* [Text]
::::::::
United Way for Southeastern Michigan and our partners work to ensure that our region’s most vulnerable families have the support they need to weather the short- and long-term impacts of the coronavirus outbreak. The COVID-19 Community Response Fund allows us to rapidly deploy funds to organizations that are working tirelessly to help individuals and families access food, shelter, health care and other critical resources.
As of May 14, more than $13 million had been awarded to nearly 500 organizations.
We’ll continue to share more stories of how together, we’re helping families in Wayne, Oakland and Macomb counties weather this crisis. Visit our blog to learn more about how we’re responding.
Bridging Communities, Inc. (BCI) is a grassroots nonprofit organization that provides vital resources for senior citizens in Southwest Detroit. Their work includes services and programs like meal delivery, home repair, affordable housing, transportation, neighborhood stabilization and more.
COVID-19 has hit Detroit particularly hard. The elderly population that BCI serves is especially vulnerable to contracting the virus.
“Like everyone else, we have been impacted by this virus,” said Phyllis Edwards, Bridging Communities, Inc. Executive Director. “As a community organization we are certainly not exempt. Me, our staff, and our clients are at risk each day. It touches everyone’s life.”
Social distancing drastically altered the normal operations of the organization. Bridging Communities volunteers and staff have shifted to providing telephone check-ins, telemedicine, grocery and household item deliveries to their clients.
::::::::
* [Stored data]
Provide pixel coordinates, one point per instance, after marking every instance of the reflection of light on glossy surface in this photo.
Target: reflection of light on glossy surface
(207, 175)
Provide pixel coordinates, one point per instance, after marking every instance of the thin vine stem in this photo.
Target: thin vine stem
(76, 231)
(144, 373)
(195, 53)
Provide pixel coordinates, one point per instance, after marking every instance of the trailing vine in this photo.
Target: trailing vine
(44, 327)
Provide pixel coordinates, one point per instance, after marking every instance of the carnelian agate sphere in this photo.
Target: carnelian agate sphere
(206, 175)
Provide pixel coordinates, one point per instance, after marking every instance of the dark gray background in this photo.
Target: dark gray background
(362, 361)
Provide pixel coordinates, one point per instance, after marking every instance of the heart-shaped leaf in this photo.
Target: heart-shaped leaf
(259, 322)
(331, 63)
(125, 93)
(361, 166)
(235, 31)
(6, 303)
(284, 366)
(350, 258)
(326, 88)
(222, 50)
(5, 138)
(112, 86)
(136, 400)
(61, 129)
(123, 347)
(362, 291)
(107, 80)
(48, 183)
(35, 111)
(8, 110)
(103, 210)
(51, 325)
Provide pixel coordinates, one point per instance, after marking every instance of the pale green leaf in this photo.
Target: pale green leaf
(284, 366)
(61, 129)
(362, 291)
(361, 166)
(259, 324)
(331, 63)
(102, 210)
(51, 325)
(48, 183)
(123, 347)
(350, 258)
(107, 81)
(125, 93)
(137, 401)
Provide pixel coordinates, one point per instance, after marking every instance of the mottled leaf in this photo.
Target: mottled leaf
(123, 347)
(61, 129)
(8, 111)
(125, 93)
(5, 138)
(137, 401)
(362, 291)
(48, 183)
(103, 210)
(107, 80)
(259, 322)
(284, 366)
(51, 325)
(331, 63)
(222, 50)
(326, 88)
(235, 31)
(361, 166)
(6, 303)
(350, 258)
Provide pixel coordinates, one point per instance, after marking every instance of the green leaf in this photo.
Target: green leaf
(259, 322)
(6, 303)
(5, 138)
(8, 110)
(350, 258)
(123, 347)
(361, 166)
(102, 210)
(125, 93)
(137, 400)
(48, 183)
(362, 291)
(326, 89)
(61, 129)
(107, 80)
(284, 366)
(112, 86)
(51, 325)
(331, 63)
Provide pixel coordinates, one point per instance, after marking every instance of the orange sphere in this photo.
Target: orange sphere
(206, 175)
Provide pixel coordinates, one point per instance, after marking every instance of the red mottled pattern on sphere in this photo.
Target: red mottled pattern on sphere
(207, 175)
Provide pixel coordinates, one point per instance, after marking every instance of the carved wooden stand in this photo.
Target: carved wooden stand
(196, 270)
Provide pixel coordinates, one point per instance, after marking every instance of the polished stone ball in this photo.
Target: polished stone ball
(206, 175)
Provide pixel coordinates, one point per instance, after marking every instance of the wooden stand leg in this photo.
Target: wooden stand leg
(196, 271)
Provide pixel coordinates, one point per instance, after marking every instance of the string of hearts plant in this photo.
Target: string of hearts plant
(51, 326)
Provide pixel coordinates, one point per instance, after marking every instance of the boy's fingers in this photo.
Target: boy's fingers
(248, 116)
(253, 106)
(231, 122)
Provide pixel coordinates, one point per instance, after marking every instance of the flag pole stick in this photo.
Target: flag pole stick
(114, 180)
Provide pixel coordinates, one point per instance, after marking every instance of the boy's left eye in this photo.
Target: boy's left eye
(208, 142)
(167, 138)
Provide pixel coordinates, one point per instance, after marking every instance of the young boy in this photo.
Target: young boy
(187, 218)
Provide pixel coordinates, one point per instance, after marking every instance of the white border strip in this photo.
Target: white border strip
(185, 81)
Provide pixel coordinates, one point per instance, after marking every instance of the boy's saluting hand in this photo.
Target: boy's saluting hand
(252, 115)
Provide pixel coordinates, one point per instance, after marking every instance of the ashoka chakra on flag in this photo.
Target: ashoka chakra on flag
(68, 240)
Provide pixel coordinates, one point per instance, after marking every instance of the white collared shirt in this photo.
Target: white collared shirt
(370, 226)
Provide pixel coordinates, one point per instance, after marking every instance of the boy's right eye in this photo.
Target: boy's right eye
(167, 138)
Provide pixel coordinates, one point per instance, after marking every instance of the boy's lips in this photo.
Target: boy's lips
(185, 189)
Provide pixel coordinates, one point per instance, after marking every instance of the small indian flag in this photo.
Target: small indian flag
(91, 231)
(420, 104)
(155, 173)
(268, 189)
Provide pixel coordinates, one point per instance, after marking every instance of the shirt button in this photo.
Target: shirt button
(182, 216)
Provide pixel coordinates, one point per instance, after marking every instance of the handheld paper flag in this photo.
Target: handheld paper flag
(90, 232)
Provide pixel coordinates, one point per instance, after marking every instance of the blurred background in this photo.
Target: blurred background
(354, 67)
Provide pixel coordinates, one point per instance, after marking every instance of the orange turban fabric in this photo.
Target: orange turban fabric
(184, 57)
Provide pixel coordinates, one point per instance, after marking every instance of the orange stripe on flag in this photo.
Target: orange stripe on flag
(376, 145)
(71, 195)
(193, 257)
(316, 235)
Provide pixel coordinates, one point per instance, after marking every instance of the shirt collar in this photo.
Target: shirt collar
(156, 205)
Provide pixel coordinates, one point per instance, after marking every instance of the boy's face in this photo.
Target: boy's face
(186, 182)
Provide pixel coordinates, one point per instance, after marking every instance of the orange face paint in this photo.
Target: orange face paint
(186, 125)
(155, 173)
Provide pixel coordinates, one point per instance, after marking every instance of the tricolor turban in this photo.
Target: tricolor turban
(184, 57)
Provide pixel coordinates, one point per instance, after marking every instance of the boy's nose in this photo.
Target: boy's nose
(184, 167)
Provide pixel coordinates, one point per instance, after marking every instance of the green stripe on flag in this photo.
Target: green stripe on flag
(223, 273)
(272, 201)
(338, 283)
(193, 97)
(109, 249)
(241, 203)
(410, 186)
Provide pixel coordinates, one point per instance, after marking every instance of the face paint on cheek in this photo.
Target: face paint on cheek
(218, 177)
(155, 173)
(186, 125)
::::::::
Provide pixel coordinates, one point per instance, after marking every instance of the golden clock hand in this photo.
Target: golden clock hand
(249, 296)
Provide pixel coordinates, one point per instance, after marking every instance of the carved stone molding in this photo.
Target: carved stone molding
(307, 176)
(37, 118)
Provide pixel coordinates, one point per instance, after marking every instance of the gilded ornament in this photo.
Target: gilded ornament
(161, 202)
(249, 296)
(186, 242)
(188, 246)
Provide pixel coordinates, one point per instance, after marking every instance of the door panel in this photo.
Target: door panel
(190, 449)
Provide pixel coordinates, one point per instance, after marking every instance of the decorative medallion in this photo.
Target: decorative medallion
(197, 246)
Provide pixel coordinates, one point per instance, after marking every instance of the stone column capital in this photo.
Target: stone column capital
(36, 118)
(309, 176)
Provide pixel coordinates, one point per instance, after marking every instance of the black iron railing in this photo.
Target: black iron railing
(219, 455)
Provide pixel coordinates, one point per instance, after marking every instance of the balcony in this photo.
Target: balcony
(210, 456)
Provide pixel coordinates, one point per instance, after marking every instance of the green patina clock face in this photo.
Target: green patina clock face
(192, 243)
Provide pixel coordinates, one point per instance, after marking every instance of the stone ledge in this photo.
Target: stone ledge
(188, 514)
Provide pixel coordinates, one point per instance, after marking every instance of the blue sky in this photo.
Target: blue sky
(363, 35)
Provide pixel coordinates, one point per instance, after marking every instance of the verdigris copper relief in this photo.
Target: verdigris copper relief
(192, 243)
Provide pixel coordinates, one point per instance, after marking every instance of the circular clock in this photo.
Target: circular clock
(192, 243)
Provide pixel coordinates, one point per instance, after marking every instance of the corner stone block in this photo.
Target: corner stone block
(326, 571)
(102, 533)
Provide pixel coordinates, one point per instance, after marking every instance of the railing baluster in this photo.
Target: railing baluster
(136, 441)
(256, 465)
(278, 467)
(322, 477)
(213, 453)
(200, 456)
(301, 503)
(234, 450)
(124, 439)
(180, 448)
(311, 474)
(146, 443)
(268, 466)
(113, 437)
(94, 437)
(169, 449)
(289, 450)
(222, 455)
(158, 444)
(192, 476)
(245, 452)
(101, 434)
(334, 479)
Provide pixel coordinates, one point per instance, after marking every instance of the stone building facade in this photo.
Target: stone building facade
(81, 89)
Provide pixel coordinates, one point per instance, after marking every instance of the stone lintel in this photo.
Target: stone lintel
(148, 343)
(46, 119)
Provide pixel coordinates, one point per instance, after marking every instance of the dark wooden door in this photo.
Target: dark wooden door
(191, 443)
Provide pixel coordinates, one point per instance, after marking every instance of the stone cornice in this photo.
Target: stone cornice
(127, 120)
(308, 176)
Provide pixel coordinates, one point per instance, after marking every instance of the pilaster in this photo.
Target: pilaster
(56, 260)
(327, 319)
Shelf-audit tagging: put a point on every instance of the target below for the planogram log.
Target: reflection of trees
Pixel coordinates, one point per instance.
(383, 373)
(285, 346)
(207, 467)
::::::::
* [Work to be completed]
Copy out the whole text about the United Way COVID-19 Community Response Fund from above, word for word and with nothing left out.

* [Answer for the task]
United Way for Southeastern Michigan and our partners work to ensure that our region’s most vulnerable families have the support they need to weather the short- and long-term impacts of the coronavirus outbreak. The COVID-19 Community Response Fund allows us to rapidly deploy funds to organizations that are working tirelessly to help individuals and families access food, shelter, health care and other critical resources.
As of May 14, more than $13 million had been awarded to nearly 500 organizations.
We’ll continue to share more stories of how together, we’re helping families in Wayne, Oakland and Macomb counties weather this crisis. Visit our blog to learn more about how we’re responding.
Bridging Communities, Inc. (BCI) is a grassroots nonprofit organization that provides vital resources for senior citizens in Southwest Detroit. Their work includes services and programs like meal delivery, home repair, affordable housing, transportation, neighborhood stabilization and more.
COVID-19 has hit Detroit particularly hard. The elderly population that BCI serves is especially vulnerable to contracting the virus.
“Like everyone else, we have been impacted by this virus,” said Phyllis Edwards, Bridging Communities, Inc. Executive Director. “As a community organization we are certainly not exempt. Me, our staff, and our clients are at risk each day. It touches everyone’s life.”
Social distancing drastically altered the normal operations of the organization. Bridging Communities volunteers and staff have shifted to providing telephone check-ins, telemedicine, grocery and household item deliveries to their clients.